[Stored data]
╭──
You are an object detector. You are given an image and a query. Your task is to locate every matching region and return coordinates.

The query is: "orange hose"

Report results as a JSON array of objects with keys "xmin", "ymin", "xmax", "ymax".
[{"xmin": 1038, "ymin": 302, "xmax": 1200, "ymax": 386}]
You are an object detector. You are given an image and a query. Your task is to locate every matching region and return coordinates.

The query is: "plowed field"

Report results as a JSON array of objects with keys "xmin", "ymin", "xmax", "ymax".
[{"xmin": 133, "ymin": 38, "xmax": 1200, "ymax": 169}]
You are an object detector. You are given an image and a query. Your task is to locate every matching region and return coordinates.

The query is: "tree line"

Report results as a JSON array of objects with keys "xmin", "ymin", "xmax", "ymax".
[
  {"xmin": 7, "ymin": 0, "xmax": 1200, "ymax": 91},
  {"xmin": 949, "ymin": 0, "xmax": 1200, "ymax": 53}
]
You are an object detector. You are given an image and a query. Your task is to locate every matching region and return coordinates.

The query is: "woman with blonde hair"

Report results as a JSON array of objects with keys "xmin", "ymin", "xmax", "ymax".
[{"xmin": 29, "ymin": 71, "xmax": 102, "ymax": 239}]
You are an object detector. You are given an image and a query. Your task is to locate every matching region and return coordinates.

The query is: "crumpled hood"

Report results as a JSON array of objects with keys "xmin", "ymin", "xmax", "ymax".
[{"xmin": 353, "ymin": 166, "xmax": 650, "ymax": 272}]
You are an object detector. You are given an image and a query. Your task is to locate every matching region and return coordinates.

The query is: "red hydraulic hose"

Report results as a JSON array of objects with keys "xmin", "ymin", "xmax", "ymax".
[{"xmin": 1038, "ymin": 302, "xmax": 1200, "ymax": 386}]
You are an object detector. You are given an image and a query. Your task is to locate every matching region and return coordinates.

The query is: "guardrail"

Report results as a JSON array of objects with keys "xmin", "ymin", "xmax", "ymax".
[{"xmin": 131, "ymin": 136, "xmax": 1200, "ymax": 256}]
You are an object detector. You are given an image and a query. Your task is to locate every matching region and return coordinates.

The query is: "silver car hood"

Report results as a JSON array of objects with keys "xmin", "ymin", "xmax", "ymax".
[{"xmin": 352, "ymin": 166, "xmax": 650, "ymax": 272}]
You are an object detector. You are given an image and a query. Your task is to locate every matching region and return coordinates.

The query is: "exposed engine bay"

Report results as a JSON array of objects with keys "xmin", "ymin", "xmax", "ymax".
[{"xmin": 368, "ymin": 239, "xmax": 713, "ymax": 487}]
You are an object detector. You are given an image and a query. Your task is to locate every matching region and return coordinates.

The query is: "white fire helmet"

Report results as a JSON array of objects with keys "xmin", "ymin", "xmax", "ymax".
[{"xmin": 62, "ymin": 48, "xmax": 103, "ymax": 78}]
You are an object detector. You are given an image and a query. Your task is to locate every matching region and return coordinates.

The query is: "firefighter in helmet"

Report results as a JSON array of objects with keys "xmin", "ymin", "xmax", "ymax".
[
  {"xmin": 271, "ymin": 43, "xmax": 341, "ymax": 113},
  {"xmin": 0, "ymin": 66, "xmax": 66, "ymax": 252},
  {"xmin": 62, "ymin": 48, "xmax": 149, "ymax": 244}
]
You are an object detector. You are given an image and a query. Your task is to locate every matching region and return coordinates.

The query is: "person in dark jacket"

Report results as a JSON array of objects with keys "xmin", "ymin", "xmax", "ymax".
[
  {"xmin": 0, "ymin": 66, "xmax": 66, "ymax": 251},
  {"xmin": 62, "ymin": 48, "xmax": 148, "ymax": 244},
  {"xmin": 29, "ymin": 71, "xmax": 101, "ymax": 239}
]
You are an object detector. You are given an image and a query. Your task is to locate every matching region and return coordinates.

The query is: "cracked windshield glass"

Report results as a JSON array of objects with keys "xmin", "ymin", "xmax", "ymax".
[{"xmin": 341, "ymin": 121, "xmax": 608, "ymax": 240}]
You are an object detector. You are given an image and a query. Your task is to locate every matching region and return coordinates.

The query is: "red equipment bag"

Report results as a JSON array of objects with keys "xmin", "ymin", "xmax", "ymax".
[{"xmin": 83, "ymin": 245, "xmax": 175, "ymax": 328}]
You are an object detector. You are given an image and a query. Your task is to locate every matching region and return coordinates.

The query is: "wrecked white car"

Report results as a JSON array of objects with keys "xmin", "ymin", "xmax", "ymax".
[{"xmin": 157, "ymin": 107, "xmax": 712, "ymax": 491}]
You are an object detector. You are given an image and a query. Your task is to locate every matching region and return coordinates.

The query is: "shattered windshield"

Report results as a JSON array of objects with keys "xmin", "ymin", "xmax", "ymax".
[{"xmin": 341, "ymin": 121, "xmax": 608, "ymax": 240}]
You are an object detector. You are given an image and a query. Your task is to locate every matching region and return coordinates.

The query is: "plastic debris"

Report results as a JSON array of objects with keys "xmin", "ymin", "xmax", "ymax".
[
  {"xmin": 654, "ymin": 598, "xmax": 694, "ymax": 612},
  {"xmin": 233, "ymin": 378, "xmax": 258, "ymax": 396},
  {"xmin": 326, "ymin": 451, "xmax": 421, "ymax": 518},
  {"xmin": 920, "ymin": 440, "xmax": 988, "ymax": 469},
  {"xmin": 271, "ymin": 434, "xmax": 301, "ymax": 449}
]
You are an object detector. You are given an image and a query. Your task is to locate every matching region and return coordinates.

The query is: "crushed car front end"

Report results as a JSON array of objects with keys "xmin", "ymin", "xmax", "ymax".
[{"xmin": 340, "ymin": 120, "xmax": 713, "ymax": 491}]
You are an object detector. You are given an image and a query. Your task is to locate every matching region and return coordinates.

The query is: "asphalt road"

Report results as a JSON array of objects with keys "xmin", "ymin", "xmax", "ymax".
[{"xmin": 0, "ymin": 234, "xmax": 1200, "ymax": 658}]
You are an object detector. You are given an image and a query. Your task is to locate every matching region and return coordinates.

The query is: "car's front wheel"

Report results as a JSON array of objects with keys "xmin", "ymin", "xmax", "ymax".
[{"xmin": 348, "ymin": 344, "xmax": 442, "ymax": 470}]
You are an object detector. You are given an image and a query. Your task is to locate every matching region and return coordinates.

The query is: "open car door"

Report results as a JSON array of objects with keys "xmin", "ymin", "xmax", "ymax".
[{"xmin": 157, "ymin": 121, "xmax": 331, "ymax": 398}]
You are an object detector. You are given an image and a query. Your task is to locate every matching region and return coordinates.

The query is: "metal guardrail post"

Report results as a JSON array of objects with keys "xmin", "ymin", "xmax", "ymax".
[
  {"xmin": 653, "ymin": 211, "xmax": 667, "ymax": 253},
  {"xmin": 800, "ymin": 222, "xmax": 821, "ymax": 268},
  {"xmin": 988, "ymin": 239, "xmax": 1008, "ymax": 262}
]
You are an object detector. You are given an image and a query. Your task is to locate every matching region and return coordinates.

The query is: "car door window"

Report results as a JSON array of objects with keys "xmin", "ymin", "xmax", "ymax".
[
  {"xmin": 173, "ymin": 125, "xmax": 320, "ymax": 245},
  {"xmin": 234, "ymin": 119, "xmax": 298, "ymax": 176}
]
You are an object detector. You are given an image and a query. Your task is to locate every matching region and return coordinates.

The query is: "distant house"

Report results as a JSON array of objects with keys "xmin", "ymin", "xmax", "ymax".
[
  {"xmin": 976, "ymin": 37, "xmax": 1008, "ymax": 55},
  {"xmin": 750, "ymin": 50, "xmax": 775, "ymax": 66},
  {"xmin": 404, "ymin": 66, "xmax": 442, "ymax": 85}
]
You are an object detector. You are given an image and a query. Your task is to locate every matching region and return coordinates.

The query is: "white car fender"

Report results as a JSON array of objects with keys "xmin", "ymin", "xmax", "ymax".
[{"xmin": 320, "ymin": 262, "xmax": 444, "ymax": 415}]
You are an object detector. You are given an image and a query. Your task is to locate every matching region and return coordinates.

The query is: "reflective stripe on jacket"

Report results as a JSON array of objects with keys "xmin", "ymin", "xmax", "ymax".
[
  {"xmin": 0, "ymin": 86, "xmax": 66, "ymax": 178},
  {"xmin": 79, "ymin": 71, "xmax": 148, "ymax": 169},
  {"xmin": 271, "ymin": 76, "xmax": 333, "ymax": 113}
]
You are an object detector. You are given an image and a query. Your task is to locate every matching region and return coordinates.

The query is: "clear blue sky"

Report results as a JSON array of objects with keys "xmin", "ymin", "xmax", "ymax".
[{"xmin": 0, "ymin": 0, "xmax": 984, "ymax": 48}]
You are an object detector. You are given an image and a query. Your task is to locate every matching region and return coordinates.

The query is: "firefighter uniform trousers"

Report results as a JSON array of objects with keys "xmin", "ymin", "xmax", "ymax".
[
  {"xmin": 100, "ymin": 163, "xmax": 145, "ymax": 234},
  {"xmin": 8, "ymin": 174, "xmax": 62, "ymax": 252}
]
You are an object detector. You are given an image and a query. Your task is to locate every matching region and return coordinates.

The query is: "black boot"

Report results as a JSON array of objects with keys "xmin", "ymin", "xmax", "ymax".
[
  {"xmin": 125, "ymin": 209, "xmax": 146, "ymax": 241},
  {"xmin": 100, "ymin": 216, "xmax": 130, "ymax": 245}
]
╰──
[Brief] How many lines of the material above contain the word "windshield"? Reply with the number alone.

[Full answer] 2